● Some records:
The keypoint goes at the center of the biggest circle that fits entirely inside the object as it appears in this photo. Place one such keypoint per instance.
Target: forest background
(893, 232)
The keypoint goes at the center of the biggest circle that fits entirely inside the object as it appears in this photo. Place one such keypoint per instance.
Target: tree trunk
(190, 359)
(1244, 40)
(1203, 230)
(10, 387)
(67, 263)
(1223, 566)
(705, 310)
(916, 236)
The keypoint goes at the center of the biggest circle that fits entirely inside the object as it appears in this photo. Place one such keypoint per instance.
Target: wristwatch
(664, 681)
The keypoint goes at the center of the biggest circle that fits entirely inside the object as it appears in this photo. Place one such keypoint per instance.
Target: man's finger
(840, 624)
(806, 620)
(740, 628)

● Your instructions:
Rewrite these items with each "Target" changed to "Object", keeping everything else the same.

● The result:
The keypoint goes at the center of the biggest circle that fits entirely inside the object as it appears in this photo. Place one such keypoint per instance.
Object: forest background
(893, 232)
The keypoint goes at the center of the biggest circle that fits entirely inside the object as it appears in this photo. Place one such keypoint per instance.
Object: tree trunk
(190, 359)
(1244, 40)
(1203, 230)
(10, 387)
(67, 263)
(1223, 566)
(705, 310)
(916, 236)
The keypoint goes at the center of the biggest circle that fits entirely inside the object as it appears in this photo. Place one such keypoint per instance.
Object: wristwatch
(664, 681)
The keypoint goes at the center of the biggest circle that fits entirely inside the object as it appears in this photo. Place one such keypoint per instance.
Object: man's finger
(840, 624)
(806, 620)
(740, 628)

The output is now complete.